Читаем Репетиции полностью

Как вы попали на потолок? Когда совершили вслед за симпатичным и неназойливым рассказчиком этот невероятный маневр? Да не было на вашем пути ничего невероятного! Все шло нор-маль-но, по логике пространства, от ступеньки к ступеньке…

Вот такое это пространство!..

Есть в моей жизни мучительное воспоминание детства — первая встреча с графикой голландского художника Мориса Корнелиуса Эшера (1898–1972), Это в его мире ничего не стоит спуститься по лестнице, ведущей вверх, или с ловкостью мухи забрести на потолок. И поймать место “поломки” пространства — особенно в детстве — было почти невозможно… Удавалось лишь иногда, при мучительном специальном усилии. Изредка. Если повезет. Причем “везение” это как раз и огорчало, тайна исчезала… По юным годам мука и соблазн были нечеловеческие.

С историческим и просто с житейским пространством прозы Шарова происходит подобное. Вот только с мукой и соблазном все обстоит несколько по-другому. Это вам не эшеровская головоломка. Это покруче… Жизненно важнее. И речь-то идет не о графических фокусах, но об исторических сдвигах в сознании. Об исторических, нравственных, религиозных парадоксах, имевших место быть в России. А также вообще об основополагающих принципах бытия и сознания. О самом главном. В мире вообще, но прежде всего в нашем отечестве.

Однако как все это легко, само собой, с самым что ни на есть повседневным нашим бытием — след в след…

“След в след”… Так, кстати, у Владимира Шарова назывался первый роман.

След в след — такой у автора постоянный масштаб, вполне человеческий. Для великой русской литературы совершенно традиционный. Но вообще-то и очень редкий. Штучный… Не так уж ее, русской литературы, в самом деле, много появляется…

В книгах Шарова сюжет не «построен» и не «вычерчен» — это живое и непрерывное сплетение судеб. Но в том-то и дело, что хотя семейные хроники — естественный материал писателя, однако сумма и итог всего действа — потрясающий сознание читателя парадокс, «нарочно не придумаешь», но из самой жизни. И швов никаких не найдешь, потому что не пришито. А просто «так вышло».

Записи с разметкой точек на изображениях

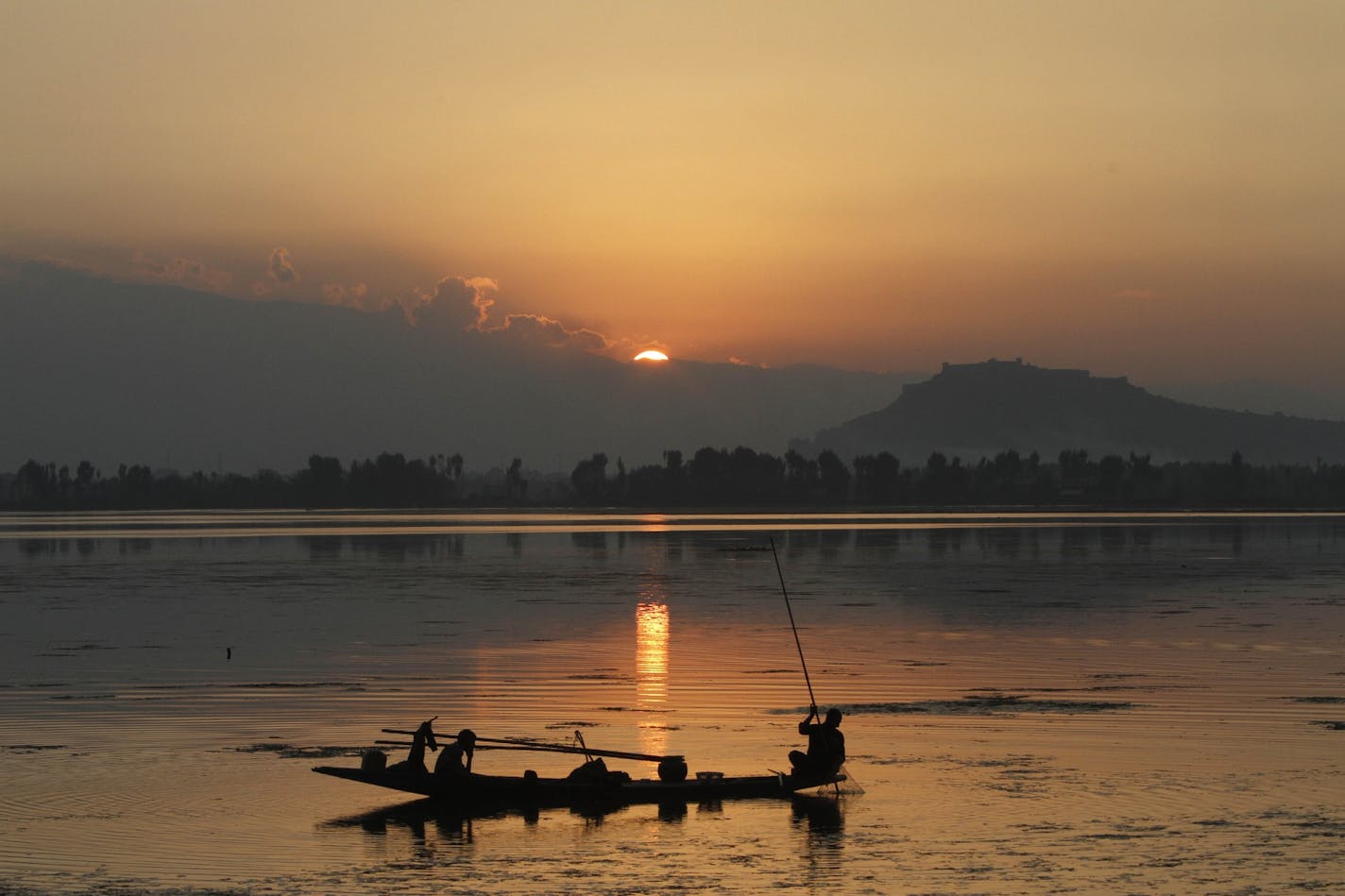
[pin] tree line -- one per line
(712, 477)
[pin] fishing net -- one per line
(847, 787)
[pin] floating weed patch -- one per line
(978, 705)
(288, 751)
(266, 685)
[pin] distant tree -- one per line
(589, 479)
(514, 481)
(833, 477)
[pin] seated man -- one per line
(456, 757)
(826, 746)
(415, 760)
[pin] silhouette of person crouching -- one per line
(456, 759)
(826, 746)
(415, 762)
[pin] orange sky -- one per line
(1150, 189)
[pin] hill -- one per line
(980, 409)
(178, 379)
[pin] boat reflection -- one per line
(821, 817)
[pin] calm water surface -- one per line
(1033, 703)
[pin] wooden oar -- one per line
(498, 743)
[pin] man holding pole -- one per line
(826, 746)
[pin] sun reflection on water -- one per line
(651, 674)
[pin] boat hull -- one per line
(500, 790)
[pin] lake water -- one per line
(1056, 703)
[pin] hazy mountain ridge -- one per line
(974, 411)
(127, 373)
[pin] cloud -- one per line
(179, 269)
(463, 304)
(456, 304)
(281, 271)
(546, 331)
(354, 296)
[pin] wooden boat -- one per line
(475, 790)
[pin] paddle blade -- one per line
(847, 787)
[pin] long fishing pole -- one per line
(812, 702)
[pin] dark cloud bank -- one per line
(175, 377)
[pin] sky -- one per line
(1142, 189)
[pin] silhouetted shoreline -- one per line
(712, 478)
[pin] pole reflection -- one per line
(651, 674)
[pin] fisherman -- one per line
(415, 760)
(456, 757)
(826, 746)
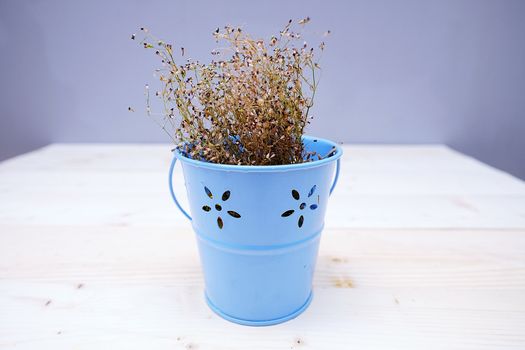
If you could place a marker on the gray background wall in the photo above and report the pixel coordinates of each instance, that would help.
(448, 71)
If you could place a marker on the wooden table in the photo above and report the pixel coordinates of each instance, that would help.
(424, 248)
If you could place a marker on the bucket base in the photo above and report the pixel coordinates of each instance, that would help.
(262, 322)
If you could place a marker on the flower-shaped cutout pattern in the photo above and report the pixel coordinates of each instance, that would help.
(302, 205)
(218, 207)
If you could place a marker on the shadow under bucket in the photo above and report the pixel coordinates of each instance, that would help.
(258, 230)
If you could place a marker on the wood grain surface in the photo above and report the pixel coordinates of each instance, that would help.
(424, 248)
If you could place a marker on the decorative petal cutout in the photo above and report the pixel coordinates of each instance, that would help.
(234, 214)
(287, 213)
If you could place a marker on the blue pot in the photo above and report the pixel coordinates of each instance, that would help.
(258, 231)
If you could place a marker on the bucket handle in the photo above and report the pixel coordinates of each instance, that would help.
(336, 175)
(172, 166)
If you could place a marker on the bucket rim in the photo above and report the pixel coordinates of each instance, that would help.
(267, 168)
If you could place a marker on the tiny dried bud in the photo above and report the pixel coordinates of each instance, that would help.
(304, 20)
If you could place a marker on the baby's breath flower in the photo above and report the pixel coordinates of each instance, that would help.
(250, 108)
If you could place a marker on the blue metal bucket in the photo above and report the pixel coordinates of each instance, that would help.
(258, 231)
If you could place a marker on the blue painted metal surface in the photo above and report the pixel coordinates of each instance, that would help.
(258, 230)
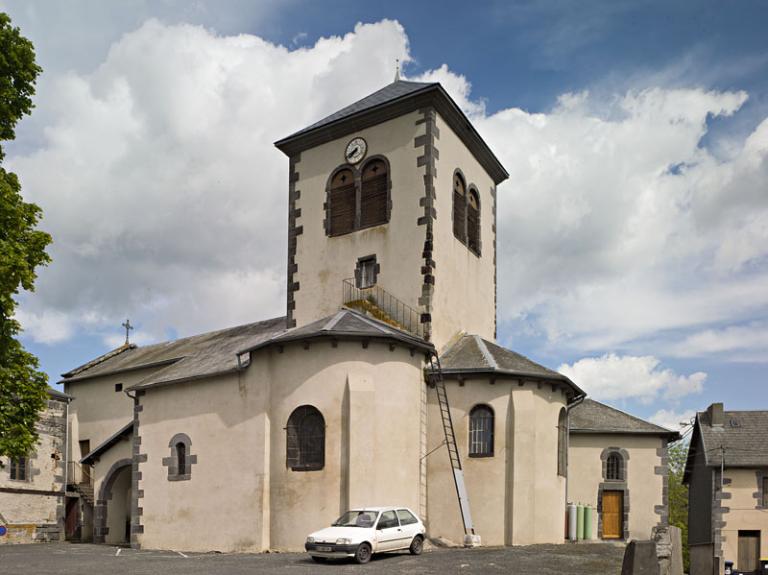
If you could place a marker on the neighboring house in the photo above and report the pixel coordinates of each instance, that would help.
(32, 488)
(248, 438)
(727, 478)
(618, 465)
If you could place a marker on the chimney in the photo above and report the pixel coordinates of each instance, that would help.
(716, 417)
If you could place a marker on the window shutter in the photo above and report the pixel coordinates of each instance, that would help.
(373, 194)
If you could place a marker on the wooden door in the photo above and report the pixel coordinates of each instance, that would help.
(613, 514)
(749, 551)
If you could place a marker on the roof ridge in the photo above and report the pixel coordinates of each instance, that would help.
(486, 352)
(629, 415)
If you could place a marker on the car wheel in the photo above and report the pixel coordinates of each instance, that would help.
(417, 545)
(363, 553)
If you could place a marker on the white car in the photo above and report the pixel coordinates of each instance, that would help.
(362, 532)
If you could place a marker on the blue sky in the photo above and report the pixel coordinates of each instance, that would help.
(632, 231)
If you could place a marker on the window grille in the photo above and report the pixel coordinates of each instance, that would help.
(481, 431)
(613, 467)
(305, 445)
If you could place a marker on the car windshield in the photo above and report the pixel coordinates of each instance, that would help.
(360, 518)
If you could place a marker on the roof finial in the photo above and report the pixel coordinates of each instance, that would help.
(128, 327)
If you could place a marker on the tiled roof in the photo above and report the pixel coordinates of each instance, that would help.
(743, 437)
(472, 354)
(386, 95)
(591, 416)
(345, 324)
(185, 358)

...

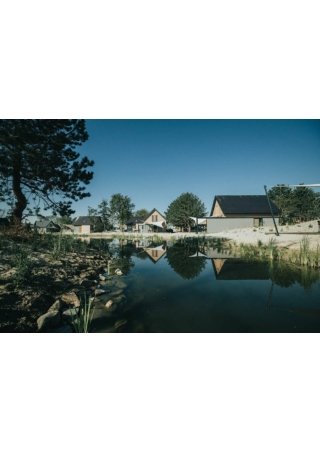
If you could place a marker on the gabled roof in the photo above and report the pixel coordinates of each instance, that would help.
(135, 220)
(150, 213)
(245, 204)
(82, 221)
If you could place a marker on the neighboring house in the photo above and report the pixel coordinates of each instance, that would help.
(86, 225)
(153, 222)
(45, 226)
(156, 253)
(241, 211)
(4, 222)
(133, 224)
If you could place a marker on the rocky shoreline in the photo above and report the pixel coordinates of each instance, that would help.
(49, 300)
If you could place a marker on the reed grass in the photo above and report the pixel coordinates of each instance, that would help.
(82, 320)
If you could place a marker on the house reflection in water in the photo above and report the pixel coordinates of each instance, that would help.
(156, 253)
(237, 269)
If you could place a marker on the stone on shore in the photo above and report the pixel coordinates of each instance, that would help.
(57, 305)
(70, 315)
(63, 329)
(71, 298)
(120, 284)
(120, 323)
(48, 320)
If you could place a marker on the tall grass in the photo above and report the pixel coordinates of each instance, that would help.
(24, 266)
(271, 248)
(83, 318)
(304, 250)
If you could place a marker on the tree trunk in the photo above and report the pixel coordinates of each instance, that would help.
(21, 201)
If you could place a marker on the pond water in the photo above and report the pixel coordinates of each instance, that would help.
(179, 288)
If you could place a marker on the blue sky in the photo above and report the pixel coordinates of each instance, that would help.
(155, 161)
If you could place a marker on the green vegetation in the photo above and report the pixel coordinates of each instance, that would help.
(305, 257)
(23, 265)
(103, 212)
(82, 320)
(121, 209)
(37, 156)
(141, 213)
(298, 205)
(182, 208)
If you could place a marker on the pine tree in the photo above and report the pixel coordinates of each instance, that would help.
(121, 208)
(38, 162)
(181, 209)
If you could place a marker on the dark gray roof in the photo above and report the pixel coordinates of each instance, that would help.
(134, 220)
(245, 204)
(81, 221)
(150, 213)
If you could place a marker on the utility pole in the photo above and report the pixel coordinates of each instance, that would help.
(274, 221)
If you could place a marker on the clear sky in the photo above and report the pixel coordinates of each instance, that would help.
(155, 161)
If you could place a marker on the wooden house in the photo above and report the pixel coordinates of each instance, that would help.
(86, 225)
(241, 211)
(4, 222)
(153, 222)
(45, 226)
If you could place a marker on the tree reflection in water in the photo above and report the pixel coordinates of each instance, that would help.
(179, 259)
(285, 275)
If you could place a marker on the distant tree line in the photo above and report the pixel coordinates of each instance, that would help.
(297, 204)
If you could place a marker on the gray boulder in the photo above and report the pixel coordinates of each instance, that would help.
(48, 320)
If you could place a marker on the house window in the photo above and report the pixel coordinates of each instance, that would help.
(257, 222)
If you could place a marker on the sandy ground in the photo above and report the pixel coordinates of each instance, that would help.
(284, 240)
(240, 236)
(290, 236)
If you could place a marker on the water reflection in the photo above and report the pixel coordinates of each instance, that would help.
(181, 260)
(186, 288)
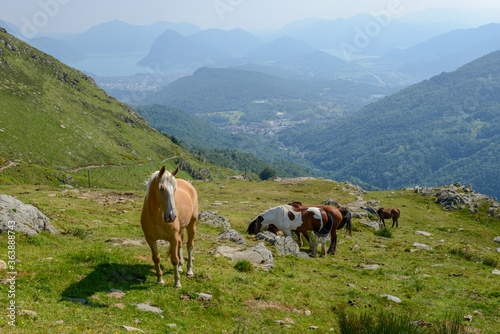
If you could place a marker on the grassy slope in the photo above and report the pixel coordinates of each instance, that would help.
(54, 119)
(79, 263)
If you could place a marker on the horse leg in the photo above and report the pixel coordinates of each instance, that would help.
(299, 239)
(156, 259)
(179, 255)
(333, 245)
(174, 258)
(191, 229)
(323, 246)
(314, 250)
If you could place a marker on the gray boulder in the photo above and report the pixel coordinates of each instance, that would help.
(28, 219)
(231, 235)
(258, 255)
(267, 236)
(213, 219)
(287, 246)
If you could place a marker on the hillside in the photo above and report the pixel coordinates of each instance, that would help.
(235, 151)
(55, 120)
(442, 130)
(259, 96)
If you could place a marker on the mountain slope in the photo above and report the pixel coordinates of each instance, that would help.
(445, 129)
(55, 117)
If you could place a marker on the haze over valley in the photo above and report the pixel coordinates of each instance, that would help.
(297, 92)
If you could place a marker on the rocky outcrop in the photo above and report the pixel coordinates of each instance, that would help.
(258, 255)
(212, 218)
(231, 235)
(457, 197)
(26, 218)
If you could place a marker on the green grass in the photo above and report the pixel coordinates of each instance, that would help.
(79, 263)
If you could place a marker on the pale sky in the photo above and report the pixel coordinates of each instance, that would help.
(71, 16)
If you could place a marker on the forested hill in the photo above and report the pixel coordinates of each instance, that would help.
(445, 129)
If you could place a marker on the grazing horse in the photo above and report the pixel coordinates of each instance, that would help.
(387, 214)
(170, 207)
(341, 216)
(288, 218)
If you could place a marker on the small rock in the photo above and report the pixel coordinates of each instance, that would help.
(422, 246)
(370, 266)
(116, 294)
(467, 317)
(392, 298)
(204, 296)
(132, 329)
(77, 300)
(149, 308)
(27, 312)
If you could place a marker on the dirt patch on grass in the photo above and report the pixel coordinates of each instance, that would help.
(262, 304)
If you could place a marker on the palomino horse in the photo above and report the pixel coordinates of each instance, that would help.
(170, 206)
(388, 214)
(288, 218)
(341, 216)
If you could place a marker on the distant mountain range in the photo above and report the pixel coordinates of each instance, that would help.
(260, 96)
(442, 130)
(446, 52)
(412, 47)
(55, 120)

§ Инструкции к упражнению
1. Соответствуют ли тексту о прозе Владимира Шарова утверждения (a) «Первый роман Владимира Шарова назывался „След в след“», (b) «Эшер был французским художником», (c) «В книгах Шарова сюжет тщательно вычерчен»? Для каждого ответьте «да» или «нет» и дословно приведите решающие слова текста.
2. Отфильтруйте записи и выпишите каждую строку, где встречается слово «pole».
Текст и записи взяты из разных, не связанных между собой источников.

§ Ответы к заданиям
1.
(a) Да: «Так, кстати, у Владимира Шарова назывался первый роман».
(b) Нет: «голландского художника Мориса Корнелиуса Эшера».
(c) Нет: «сюжет не «построен» и не «вычерчен»».

2.
[pin] man holding pole -- one per line
[pin] long fishing pole -- one per line
[pin] pole reflection -- one per line
If you could place a marker on the utility pole in the photo above and report the pixel coordinates of each instance, that would help.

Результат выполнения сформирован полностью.